WHAT THIS EXERCISE ASKS:
**1.** In the biographical text on Carlos Baliño, why did he come into conflict with the colonial authorities? Answer in one to three sentences.
**2.** Continue the biographical text on Carlos Baliño from its final sentence.

DOCUMENT EXTRACT:
+++++

Carlos Benigno Baliño López (13 February 1848 – 18 June 1926) was a Cuban writer, revolutionary and one of the first proponents of Marxism in Cuba.

He was born on 13 February 1848 in Guanajay, Cuba.

His early writings were poetry and prose. By 1869 his writings had gained notability for their anti-colonial and pro-independence inclinations; thus placing him at odds with the colonial authorities. He was forced into exile and lived in New Orleans, Louisiana, where he studied architecture.

In 1892, while living in the United States he, along with Jose Martí, founded the Cuban Revolutionary Party.

In 1902, a year after the United States signed the Platt Amendment, Baliño returned to Cuba. While in Cuba he began to write more often, appearing in El Mundo and El Proletario, among other publications. In 1905 he published Bases Fundamentales (Principal Bases).

In his writings Baliño addressed the position of the proletariat, the question of political power and argued for the creation of a classless society based on the socialization of the means of production. From the early 1900s he gradually moved towards Marxism.

+++++

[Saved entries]

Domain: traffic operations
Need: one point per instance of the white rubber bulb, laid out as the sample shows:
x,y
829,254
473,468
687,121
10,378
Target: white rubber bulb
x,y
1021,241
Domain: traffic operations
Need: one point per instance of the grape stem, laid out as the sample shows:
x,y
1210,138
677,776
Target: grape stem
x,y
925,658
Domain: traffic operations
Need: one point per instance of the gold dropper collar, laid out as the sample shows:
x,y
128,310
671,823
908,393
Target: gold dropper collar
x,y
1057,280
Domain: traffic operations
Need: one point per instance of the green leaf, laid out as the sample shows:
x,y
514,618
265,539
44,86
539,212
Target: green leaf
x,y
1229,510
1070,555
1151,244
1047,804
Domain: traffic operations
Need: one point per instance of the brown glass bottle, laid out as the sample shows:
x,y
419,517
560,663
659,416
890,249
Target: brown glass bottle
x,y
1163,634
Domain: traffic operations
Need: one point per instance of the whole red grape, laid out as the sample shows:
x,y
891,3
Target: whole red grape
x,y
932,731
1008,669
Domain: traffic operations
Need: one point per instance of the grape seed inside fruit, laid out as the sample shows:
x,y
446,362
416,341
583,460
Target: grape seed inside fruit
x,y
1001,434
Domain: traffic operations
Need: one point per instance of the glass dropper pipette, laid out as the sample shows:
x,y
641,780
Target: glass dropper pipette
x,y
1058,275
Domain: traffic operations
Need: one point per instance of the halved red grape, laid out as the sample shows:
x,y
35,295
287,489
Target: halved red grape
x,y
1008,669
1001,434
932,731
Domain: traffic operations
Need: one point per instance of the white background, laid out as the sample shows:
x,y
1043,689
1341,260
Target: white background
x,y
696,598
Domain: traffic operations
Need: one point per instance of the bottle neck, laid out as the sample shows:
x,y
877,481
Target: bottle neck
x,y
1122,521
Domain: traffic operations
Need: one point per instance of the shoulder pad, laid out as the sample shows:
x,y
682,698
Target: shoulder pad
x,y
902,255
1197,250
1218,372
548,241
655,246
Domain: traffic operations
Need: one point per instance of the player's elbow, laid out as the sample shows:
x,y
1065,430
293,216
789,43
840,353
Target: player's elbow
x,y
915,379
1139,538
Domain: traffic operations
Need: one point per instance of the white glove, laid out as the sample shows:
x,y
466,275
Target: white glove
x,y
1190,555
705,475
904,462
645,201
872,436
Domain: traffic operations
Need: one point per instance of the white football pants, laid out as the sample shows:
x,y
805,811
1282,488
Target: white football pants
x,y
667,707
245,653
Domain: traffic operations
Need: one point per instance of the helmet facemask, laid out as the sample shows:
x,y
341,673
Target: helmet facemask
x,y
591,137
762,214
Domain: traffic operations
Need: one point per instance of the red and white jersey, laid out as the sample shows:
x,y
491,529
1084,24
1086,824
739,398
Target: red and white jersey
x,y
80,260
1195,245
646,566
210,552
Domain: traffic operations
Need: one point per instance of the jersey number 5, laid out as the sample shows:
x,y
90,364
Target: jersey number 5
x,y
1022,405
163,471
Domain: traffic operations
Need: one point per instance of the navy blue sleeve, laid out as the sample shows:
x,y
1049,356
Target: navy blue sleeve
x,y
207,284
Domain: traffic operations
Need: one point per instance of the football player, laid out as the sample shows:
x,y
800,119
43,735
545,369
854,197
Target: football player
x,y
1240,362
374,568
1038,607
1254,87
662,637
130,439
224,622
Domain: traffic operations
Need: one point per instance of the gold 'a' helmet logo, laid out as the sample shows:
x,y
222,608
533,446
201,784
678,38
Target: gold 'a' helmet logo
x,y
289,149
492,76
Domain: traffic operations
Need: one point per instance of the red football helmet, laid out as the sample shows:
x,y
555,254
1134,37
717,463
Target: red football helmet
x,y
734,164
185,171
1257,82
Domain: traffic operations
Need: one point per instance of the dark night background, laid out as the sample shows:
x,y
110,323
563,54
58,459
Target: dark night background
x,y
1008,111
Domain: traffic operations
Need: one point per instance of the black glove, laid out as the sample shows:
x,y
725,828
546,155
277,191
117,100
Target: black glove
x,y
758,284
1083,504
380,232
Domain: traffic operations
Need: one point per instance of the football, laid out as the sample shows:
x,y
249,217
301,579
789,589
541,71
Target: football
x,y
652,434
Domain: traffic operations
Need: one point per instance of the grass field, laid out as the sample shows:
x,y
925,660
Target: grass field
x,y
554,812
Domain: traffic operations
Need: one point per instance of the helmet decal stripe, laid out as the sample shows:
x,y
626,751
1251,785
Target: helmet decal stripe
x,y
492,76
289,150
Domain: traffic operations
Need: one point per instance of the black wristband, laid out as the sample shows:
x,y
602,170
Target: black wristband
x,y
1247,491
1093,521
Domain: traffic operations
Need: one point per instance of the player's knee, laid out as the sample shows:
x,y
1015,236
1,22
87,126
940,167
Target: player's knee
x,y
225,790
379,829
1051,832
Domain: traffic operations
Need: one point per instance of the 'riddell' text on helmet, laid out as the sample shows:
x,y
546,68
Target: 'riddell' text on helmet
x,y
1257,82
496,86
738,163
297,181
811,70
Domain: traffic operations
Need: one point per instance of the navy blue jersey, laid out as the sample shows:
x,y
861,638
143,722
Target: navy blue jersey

+++++

ANSWERS PER TASK:
**1.** By 1869 his writings had become known for their anti-colonial and pro-independence leanings. This put him at odds with the colonial authorities.

**2.**
In 1906, he signed the charter of the Socialist Party of Cuba, which emerged from the consolidation of the Socialist Workers' Party and the International Socialist Group, also created with his contribution. Being a member of the Socialist Group of Havana, in 1910 he came to take his presidency replacing Ramón Belmonte, after the most prominent workers in the Havana Sewerage Strike were expelled from the country.

Baliño edited various Socialist newspapers and in 1925 was amongst the founders of the Communist Party of Cuba.

He was an early critic of neocolonialism and wrote the prologue and translation to Scott Nearing's 1921 anti-imperialist work, The American Empire.

Baliño died on 18 June 1926 in Havana.